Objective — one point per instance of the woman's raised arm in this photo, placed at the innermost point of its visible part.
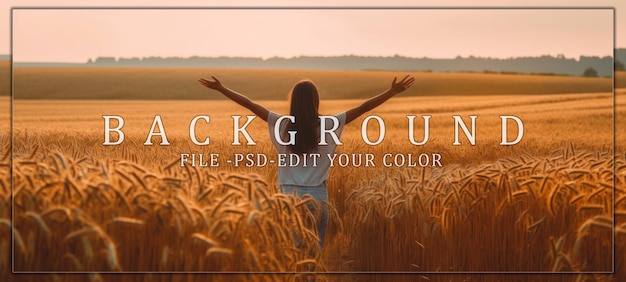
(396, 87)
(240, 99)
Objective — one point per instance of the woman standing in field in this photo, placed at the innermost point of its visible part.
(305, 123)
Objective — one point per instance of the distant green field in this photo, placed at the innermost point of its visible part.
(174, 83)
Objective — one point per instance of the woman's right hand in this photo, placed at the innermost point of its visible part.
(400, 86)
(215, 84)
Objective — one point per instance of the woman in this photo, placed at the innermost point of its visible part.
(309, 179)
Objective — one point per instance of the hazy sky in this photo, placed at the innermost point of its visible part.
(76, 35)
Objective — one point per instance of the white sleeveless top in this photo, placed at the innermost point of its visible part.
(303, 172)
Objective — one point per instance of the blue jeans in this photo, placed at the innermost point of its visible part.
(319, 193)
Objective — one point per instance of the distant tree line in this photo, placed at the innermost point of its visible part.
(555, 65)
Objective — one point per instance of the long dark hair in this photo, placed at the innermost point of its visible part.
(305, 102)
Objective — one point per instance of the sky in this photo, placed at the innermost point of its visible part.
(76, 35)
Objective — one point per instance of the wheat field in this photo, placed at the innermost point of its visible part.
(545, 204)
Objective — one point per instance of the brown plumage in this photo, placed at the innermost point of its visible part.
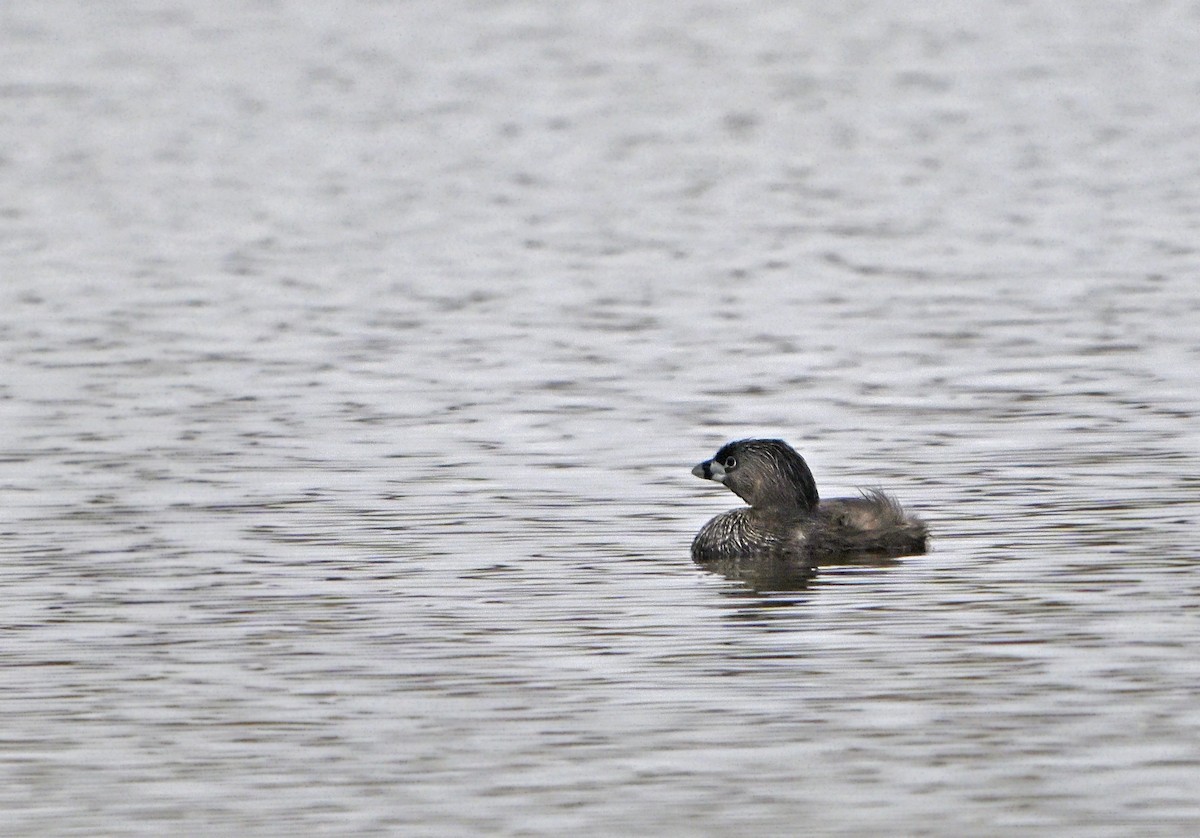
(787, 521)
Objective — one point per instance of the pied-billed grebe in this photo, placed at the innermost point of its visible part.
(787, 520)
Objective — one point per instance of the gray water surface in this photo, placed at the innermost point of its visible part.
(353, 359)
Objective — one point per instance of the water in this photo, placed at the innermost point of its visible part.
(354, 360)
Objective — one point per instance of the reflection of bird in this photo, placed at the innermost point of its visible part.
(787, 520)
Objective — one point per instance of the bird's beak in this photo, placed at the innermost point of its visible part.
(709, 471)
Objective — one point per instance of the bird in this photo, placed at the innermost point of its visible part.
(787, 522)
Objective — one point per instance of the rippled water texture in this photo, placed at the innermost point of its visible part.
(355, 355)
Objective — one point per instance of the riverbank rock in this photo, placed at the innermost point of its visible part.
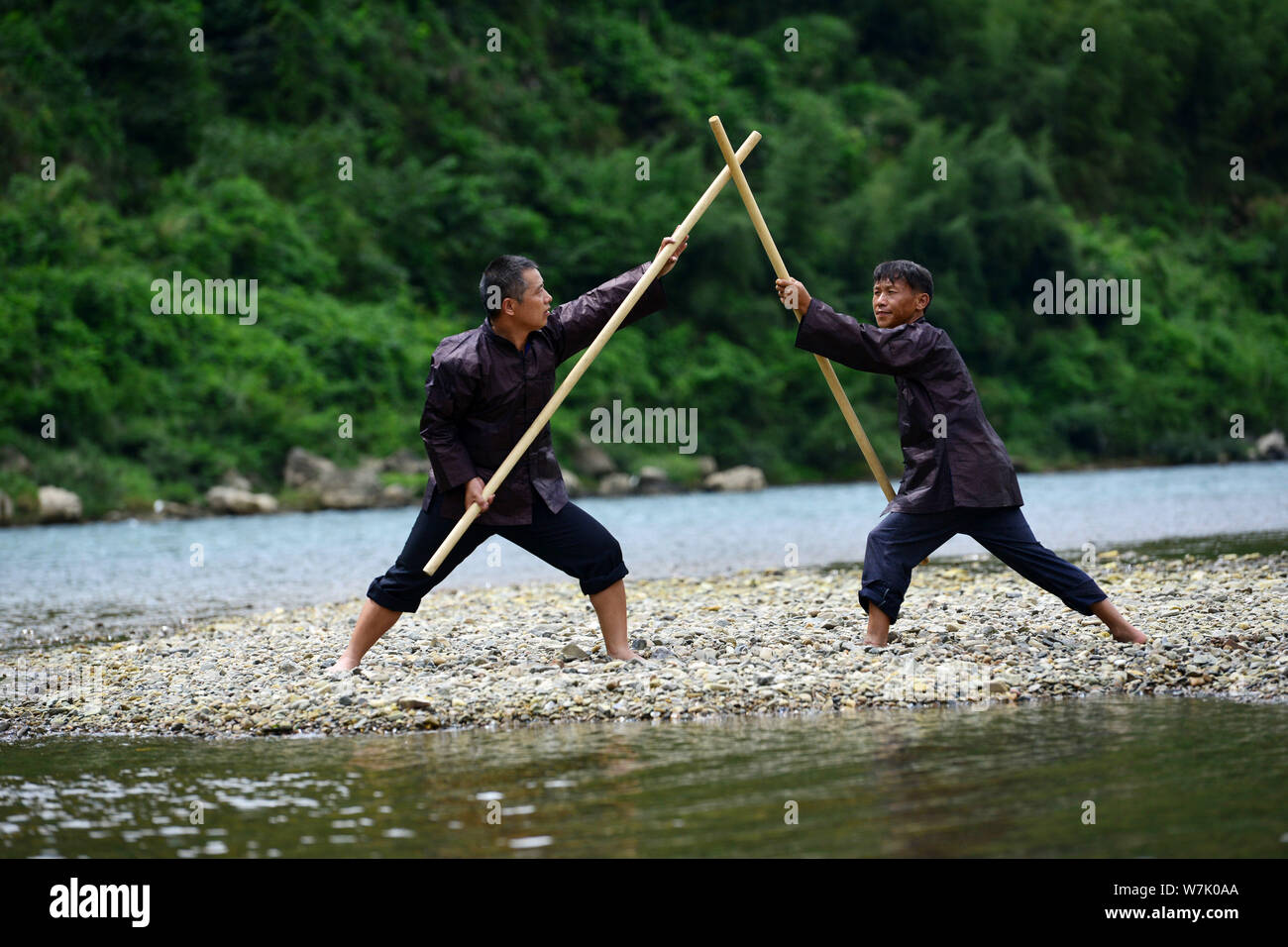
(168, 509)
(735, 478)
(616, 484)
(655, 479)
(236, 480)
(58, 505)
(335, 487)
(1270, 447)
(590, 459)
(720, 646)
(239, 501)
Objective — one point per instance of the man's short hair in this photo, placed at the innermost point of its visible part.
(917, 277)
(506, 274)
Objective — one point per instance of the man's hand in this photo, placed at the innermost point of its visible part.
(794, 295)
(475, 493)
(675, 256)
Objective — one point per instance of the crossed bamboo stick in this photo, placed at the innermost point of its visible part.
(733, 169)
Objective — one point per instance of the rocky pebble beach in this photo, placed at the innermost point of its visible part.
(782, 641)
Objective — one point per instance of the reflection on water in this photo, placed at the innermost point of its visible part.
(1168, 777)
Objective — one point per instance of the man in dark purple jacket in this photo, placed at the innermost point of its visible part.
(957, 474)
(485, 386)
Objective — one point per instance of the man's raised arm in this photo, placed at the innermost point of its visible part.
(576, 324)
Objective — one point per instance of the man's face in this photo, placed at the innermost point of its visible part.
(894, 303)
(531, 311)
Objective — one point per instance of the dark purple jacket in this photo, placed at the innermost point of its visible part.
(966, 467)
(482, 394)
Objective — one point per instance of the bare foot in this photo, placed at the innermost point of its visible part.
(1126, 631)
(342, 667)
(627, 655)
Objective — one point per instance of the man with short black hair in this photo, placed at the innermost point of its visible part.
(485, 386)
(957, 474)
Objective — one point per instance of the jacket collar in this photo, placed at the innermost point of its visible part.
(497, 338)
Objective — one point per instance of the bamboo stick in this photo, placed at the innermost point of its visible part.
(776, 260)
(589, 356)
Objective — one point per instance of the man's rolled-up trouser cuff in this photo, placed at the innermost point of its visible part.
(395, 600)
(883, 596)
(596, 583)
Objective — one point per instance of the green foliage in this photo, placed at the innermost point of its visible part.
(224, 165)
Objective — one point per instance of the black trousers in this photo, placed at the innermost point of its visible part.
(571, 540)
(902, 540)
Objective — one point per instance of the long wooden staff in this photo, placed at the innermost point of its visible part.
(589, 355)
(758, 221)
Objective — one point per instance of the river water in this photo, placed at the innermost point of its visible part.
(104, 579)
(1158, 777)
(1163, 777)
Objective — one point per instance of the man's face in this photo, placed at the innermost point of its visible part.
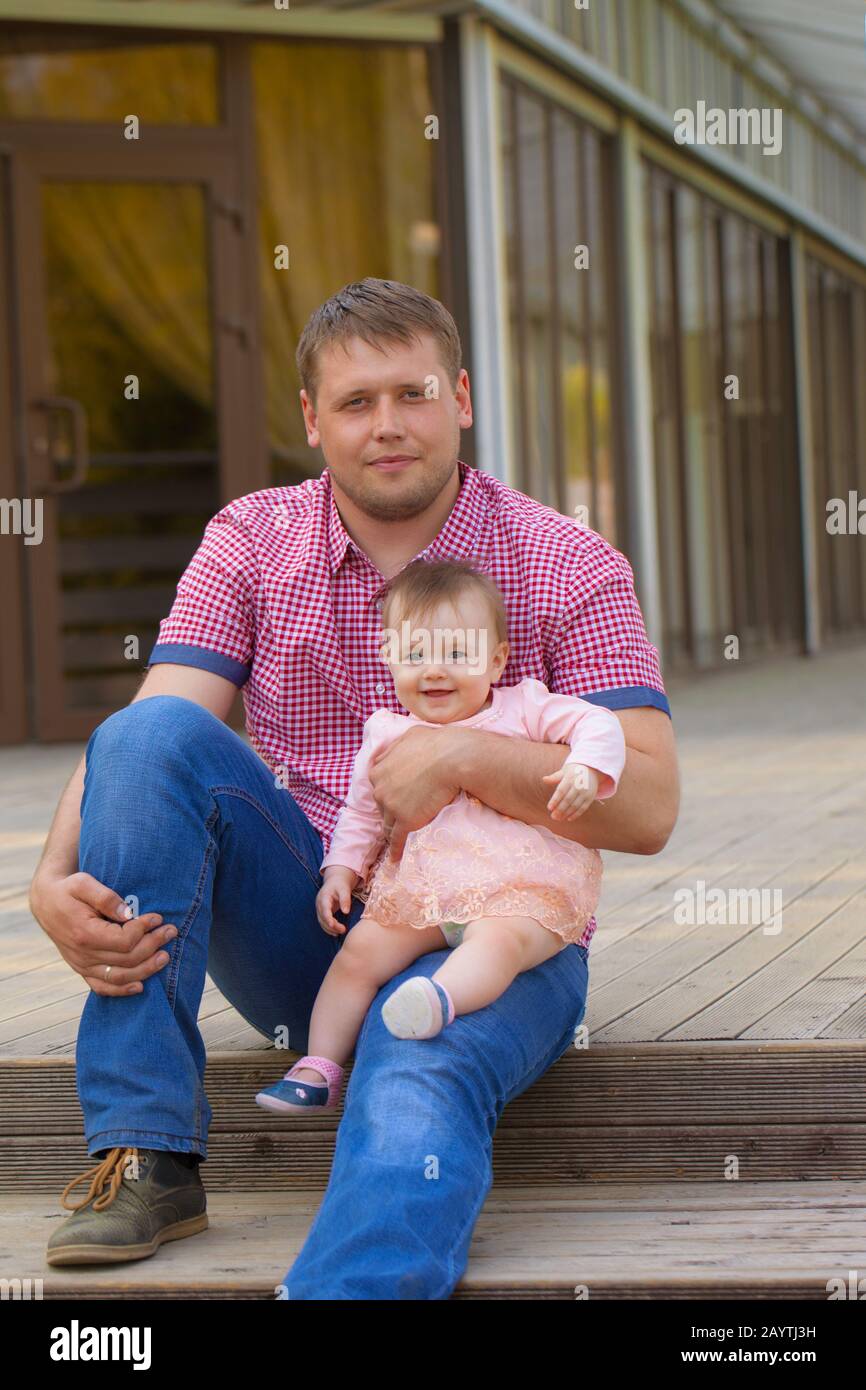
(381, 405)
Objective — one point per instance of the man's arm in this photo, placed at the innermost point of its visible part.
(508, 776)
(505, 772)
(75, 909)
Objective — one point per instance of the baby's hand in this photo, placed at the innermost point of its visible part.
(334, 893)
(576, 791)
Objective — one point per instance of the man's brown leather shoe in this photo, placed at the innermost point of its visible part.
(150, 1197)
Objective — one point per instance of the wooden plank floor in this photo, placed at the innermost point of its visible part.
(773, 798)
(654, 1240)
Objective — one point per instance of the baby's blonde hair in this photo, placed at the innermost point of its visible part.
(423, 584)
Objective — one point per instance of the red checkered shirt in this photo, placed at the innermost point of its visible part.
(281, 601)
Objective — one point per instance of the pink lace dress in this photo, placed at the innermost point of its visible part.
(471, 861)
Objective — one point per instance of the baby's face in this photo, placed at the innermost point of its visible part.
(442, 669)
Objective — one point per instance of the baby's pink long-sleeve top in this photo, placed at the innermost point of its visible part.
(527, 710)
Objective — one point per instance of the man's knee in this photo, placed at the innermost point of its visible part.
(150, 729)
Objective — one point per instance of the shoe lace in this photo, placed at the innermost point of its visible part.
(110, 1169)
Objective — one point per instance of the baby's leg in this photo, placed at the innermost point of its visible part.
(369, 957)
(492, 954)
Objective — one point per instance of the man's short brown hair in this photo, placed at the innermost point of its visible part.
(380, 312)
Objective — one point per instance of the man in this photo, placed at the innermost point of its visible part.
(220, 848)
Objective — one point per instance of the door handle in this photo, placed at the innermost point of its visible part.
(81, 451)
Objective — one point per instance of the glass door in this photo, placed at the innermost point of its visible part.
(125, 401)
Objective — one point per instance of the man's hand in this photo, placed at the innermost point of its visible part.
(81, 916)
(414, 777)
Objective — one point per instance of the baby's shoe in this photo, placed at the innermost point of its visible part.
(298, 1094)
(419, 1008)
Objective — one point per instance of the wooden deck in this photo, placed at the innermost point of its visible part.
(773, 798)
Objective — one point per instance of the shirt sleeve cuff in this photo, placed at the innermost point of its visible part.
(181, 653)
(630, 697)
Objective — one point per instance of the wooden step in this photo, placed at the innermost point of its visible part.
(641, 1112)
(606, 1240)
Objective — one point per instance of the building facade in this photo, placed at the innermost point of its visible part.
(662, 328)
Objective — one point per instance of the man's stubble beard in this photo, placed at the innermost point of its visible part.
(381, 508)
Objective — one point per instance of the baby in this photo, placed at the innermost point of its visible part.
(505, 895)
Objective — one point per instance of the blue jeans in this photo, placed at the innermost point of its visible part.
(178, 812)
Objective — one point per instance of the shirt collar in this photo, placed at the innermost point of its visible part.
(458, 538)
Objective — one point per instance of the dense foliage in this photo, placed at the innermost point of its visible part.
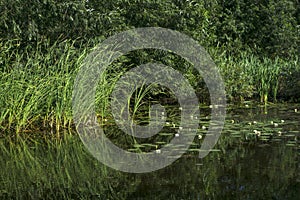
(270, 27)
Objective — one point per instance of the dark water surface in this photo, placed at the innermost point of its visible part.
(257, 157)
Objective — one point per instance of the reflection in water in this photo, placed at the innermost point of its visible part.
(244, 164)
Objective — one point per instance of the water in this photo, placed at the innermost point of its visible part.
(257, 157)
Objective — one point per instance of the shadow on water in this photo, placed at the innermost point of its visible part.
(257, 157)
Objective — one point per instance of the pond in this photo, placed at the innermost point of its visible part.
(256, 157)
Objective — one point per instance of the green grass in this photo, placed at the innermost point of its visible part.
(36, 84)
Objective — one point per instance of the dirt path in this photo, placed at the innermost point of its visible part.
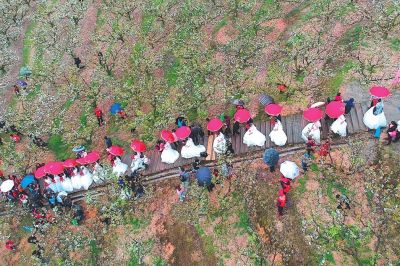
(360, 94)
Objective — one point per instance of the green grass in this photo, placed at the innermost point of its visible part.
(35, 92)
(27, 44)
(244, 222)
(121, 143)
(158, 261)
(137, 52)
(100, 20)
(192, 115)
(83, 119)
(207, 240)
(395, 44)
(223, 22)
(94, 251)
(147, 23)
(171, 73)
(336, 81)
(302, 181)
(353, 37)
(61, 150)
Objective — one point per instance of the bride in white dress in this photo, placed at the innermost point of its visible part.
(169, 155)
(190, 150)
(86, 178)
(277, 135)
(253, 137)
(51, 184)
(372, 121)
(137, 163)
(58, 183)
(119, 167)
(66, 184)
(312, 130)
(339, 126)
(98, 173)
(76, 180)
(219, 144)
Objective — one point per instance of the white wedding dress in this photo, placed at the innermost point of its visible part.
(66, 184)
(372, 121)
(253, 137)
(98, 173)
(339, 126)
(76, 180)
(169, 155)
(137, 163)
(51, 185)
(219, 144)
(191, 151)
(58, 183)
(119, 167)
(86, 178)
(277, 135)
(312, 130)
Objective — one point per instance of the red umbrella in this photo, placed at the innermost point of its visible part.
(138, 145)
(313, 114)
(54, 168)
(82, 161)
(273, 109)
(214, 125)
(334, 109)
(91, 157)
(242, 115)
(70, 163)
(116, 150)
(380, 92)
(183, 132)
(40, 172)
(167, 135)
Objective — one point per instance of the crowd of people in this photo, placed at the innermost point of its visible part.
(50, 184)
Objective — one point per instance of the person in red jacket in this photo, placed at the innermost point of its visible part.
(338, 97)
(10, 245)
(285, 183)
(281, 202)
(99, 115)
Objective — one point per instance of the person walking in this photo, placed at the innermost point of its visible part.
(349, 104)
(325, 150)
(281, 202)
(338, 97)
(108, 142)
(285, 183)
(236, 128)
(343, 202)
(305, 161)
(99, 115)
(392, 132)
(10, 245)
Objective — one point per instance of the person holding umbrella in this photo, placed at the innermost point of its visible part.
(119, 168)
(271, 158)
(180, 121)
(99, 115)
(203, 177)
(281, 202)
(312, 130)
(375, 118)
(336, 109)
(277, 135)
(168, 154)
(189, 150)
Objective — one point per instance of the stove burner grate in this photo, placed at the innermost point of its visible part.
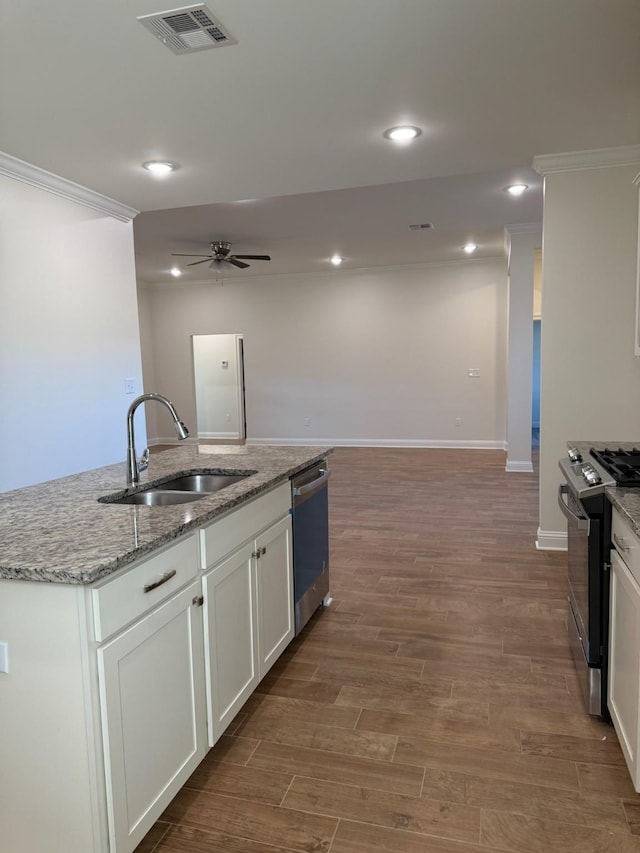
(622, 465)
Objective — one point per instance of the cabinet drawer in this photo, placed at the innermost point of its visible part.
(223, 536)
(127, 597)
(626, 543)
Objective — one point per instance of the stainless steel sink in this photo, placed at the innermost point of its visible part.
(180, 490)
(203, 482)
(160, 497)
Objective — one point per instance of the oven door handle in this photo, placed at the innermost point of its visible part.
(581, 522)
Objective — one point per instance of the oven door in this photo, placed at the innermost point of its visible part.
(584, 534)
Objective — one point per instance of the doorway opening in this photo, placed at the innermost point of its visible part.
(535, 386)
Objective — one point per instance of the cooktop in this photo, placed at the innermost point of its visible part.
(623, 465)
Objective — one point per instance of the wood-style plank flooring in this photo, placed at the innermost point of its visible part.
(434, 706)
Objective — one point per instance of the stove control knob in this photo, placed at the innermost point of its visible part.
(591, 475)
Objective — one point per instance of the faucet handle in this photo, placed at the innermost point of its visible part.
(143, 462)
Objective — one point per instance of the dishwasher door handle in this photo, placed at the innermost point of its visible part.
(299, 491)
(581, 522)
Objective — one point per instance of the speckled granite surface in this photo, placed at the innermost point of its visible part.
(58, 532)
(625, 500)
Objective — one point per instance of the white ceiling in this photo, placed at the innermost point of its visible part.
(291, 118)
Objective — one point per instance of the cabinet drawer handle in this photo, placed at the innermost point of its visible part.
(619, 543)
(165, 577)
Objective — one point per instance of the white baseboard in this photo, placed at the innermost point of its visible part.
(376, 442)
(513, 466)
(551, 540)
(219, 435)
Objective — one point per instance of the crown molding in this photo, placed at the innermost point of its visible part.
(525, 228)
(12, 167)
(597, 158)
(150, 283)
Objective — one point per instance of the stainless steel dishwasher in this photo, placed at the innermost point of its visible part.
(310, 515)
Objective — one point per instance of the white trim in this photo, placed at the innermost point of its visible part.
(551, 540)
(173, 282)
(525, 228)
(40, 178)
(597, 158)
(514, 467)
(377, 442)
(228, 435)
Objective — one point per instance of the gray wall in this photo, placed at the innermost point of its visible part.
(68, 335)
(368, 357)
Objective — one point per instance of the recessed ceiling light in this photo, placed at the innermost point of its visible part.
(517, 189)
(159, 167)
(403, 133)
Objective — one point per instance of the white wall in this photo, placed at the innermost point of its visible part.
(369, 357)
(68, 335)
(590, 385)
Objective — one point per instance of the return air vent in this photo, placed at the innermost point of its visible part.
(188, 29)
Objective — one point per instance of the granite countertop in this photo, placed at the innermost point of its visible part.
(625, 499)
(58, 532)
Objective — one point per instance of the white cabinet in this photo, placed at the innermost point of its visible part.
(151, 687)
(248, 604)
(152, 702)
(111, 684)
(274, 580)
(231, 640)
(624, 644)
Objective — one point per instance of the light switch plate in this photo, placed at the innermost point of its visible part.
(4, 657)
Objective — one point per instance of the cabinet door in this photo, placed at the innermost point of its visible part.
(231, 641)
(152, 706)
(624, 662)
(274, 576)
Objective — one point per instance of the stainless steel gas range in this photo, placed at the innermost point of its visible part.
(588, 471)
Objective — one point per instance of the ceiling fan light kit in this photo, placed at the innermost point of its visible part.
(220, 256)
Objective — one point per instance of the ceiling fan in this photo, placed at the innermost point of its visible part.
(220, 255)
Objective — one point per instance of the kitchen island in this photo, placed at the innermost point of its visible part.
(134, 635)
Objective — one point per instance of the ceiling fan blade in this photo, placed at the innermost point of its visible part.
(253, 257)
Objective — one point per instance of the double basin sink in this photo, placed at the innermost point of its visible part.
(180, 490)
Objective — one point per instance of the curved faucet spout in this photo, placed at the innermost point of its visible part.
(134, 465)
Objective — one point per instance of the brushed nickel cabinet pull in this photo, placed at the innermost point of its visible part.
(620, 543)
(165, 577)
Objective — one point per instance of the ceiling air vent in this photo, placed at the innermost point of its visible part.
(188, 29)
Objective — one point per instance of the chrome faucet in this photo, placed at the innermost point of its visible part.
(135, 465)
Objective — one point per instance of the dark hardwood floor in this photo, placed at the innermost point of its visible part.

◇ ◇ ◇

PROBLEM TO SOLVE.
Render the items as a JSON list of strings, one string per line and blank lines omitted, starting at the line that contains "Objective — one point per instance of the ceiling fan light" and ending at the last line of the items, both included.

SOLUTION TO THIS EXERCISE.
[
  "Objective — one point per instance of the ceiling fan light kit in this photo, placed at the innermost point of its visible part.",
  "(220, 256)",
  "Objective — one point per instance of the ceiling fan in this photo, placed at the innermost point of its visible part.",
  "(220, 255)",
  "Objective — one point per instance of the kitchen island in this photo, placed at the innermost point of its visible part.",
  "(134, 635)",
  "Objective — one point per instance of the ceiling fan blade in this photo, placed at the innermost point of its visible part.",
  "(253, 257)",
  "Objective — one point per instance of the double basin sink in this photo, placed at the innermost point of its visible part.",
  "(180, 490)",
  "Objective — one point per instance of the curved faucet spout in this photo, placed at the innermost point of its visible part.",
  "(134, 465)",
  "Objective — one point per instance of the brushed nickel cabinet pull in this photo, placed at the innermost point of its visible part.",
  "(620, 543)",
  "(165, 577)",
  "Objective — one point per instance of the ceiling air vent in this photo, placed at the innermost point of its visible part.",
  "(188, 29)",
  "Objective — one point per instance of the chrome faucet in this photo, placed at the innermost point of its visible part.",
  "(135, 465)",
  "Objective — one point per instance of the dark hardwood floor in this photo, placed at the innermost point of its visible part."
]